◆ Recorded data
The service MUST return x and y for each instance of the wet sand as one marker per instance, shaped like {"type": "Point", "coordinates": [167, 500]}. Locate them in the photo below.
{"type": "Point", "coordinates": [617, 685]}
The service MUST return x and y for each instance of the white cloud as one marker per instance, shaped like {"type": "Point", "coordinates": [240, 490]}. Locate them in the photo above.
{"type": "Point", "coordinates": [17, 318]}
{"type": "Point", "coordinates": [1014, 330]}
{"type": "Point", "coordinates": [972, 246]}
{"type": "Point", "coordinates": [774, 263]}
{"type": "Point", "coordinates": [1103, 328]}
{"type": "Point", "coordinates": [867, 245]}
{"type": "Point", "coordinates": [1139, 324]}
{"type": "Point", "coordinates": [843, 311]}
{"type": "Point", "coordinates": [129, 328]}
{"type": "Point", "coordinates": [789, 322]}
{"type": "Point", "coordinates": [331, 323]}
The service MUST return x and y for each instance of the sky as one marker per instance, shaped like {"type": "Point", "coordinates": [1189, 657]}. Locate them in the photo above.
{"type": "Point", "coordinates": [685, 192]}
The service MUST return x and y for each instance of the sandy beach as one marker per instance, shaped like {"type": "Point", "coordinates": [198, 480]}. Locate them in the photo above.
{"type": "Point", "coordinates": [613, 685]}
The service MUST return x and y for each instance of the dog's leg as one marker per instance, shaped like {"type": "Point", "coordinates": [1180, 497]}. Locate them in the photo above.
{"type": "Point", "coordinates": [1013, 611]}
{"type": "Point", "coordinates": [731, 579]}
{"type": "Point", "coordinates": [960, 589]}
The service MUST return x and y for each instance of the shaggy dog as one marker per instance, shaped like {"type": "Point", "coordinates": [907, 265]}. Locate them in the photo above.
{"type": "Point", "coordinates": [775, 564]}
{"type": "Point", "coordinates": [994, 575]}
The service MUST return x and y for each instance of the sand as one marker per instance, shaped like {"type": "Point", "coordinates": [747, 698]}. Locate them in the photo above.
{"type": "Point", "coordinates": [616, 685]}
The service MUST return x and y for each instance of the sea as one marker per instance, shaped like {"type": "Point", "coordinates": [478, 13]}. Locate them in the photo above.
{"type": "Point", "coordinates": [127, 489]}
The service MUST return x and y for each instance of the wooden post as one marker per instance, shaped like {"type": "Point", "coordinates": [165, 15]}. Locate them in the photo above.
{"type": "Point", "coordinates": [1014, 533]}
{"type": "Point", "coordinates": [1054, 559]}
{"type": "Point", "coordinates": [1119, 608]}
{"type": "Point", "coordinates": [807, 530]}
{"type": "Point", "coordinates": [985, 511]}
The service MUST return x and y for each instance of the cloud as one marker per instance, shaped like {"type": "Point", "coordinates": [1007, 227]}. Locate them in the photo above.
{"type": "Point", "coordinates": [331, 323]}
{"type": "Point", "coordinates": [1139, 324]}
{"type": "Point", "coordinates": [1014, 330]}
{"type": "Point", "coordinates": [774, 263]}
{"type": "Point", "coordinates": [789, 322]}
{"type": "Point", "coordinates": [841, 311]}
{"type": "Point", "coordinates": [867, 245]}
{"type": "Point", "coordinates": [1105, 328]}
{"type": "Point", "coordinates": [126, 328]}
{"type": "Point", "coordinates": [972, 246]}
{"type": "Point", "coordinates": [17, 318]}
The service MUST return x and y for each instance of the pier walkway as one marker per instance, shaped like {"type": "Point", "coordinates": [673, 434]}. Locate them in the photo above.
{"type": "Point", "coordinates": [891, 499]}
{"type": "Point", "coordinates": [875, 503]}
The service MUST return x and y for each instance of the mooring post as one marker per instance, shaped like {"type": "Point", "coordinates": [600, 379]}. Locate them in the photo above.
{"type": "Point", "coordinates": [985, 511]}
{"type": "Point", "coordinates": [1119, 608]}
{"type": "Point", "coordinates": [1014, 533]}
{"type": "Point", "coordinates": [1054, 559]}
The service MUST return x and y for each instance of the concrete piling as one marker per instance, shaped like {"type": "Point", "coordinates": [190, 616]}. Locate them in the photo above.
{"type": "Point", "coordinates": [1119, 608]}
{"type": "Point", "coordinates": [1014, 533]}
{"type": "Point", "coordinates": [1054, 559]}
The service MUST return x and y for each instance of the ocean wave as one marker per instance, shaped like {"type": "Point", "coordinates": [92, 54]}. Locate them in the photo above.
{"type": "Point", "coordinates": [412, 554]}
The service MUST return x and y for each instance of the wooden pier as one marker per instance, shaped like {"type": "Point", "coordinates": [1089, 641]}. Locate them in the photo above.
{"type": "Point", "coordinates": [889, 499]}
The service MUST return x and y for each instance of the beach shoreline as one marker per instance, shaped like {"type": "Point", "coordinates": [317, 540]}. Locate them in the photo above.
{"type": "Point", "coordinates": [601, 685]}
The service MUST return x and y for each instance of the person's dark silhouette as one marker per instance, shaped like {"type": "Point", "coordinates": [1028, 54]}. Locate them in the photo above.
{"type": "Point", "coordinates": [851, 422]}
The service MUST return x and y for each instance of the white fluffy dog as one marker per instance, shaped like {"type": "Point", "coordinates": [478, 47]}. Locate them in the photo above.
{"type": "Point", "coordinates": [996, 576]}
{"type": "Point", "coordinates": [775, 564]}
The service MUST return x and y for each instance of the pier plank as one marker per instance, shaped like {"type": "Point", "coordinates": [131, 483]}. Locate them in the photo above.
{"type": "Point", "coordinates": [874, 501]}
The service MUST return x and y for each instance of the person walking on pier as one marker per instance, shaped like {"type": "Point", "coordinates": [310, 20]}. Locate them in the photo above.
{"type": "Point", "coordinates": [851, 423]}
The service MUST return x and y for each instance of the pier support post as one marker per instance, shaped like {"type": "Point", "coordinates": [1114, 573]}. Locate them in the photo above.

◆ BRIEF
Restate all entries above verbatim.

◆ SOLUTION TO THIS EXERCISE
The service MUST return x and y for each instance of the wet sand as one marker per instance, shaped like {"type": "Point", "coordinates": [167, 500]}. Locate them in the photo below.
{"type": "Point", "coordinates": [617, 685]}
The service MUST return x and y for each instance of the white cloud as one marker per instance, shaped like {"type": "Point", "coordinates": [240, 490]}. Locate them in the photo above.
{"type": "Point", "coordinates": [17, 318]}
{"type": "Point", "coordinates": [1014, 330]}
{"type": "Point", "coordinates": [972, 246]}
{"type": "Point", "coordinates": [774, 263]}
{"type": "Point", "coordinates": [1103, 328]}
{"type": "Point", "coordinates": [867, 245]}
{"type": "Point", "coordinates": [1139, 324]}
{"type": "Point", "coordinates": [843, 311]}
{"type": "Point", "coordinates": [129, 328]}
{"type": "Point", "coordinates": [789, 322]}
{"type": "Point", "coordinates": [331, 323]}
The service MUST return x and y for each instance of the sky as one marker per instance, shaped like {"type": "Point", "coordinates": [1189, 657]}. Locate them in the photo above.
{"type": "Point", "coordinates": [685, 192]}
The service MUST return x and y for each instance of the sandy beach as one marker per instance, shaped like {"type": "Point", "coordinates": [198, 480]}. Locate them in the photo above.
{"type": "Point", "coordinates": [613, 685]}
The service MUST return x and y for each instance of the dog's leg as one marker per instance, shaped like {"type": "Point", "coordinates": [1180, 497]}. Locate them in the photo above.
{"type": "Point", "coordinates": [1013, 611]}
{"type": "Point", "coordinates": [731, 579]}
{"type": "Point", "coordinates": [960, 589]}
The service MUST return x and y for each instance of the shaggy dog as one marker per instance, shaped like {"type": "Point", "coordinates": [907, 265]}. Locate them in the photo above.
{"type": "Point", "coordinates": [775, 564]}
{"type": "Point", "coordinates": [994, 575]}
The service MUST return x and y for each instance of the sand as one marker per instance, shaped like {"type": "Point", "coordinates": [747, 698]}. Locate them in the photo above.
{"type": "Point", "coordinates": [616, 685]}
The service MUST return x and y for each instance of the sea as one marker per instance, shaped like {"type": "Point", "coordinates": [478, 13]}. Locate them in the photo above.
{"type": "Point", "coordinates": [127, 489]}
The service MUST return x and y for each instance of the wooden post as one marker per instance, shaped like {"type": "Point", "coordinates": [165, 15]}. Locate them in the photo above.
{"type": "Point", "coordinates": [1014, 533]}
{"type": "Point", "coordinates": [1054, 559]}
{"type": "Point", "coordinates": [1119, 608]}
{"type": "Point", "coordinates": [807, 530]}
{"type": "Point", "coordinates": [985, 511]}
The service MUST return x and y for each instance of the cloud as one marker per instance, shaped like {"type": "Point", "coordinates": [1007, 227]}. Locate them in the photo above.
{"type": "Point", "coordinates": [331, 323]}
{"type": "Point", "coordinates": [1139, 324]}
{"type": "Point", "coordinates": [1014, 330]}
{"type": "Point", "coordinates": [774, 263]}
{"type": "Point", "coordinates": [789, 322]}
{"type": "Point", "coordinates": [841, 311]}
{"type": "Point", "coordinates": [867, 245]}
{"type": "Point", "coordinates": [1105, 328]}
{"type": "Point", "coordinates": [126, 328]}
{"type": "Point", "coordinates": [972, 246]}
{"type": "Point", "coordinates": [17, 318]}
The service MUST return x and y for each instance of the pier walkway as one marker per instance, shaped like {"type": "Point", "coordinates": [673, 434]}. Locate them in the photo above.
{"type": "Point", "coordinates": [891, 499]}
{"type": "Point", "coordinates": [875, 503]}
The service MUST return x and y for each instance of the mooring post as one marker per instance, shaped like {"type": "Point", "coordinates": [600, 379]}. Locate them in the photo above.
{"type": "Point", "coordinates": [985, 511]}
{"type": "Point", "coordinates": [1119, 608]}
{"type": "Point", "coordinates": [1014, 533]}
{"type": "Point", "coordinates": [1054, 559]}
The service MUST return x and y for each instance of the concrete piling as one marker per instance, shaped like {"type": "Point", "coordinates": [190, 616]}. Locate them in the photo above.
{"type": "Point", "coordinates": [1119, 608]}
{"type": "Point", "coordinates": [1014, 533]}
{"type": "Point", "coordinates": [1054, 559]}
The service MUST return x and y for each instance of the ocean wave as one marker per instance, shaped like {"type": "Point", "coordinates": [92, 54]}. Locate them in the photo above.
{"type": "Point", "coordinates": [412, 554]}
The service MUST return x and y for each instance of the wooden pier as one marker per instance, shaped like {"type": "Point", "coordinates": [1089, 641]}. Locate them in the photo above.
{"type": "Point", "coordinates": [889, 499]}
The service MUST return x and y for each instance of the beach shoreline as one marker per instance, shaped like {"type": "Point", "coordinates": [317, 540]}. Locate them in the photo above.
{"type": "Point", "coordinates": [601, 685]}
The service MUST return x and y for each instance of the person's dark silhouette as one marker per instance, shaped like {"type": "Point", "coordinates": [1028, 54]}. Locate them in the photo above.
{"type": "Point", "coordinates": [851, 422]}
The service MUST return x and y for each instance of the white fluffy dog as one marker per instance, shaped like {"type": "Point", "coordinates": [478, 47]}. Locate them in the photo above.
{"type": "Point", "coordinates": [996, 576]}
{"type": "Point", "coordinates": [775, 564]}
The service MUST return x and y for each instance of the pier plank as one marker per instance, shaped like {"type": "Point", "coordinates": [131, 483]}. Locate them in the photo above.
{"type": "Point", "coordinates": [874, 501]}
The service MUST return x and y for each instance of the person walking on pier as one marker per instance, shaped like {"type": "Point", "coordinates": [310, 20]}. Locate them in the photo above.
{"type": "Point", "coordinates": [851, 423]}
The service MUST return x and y for each instance of the pier support post as one marker per instance, shaped like {"type": "Point", "coordinates": [1114, 573]}. Locate them in the photo above.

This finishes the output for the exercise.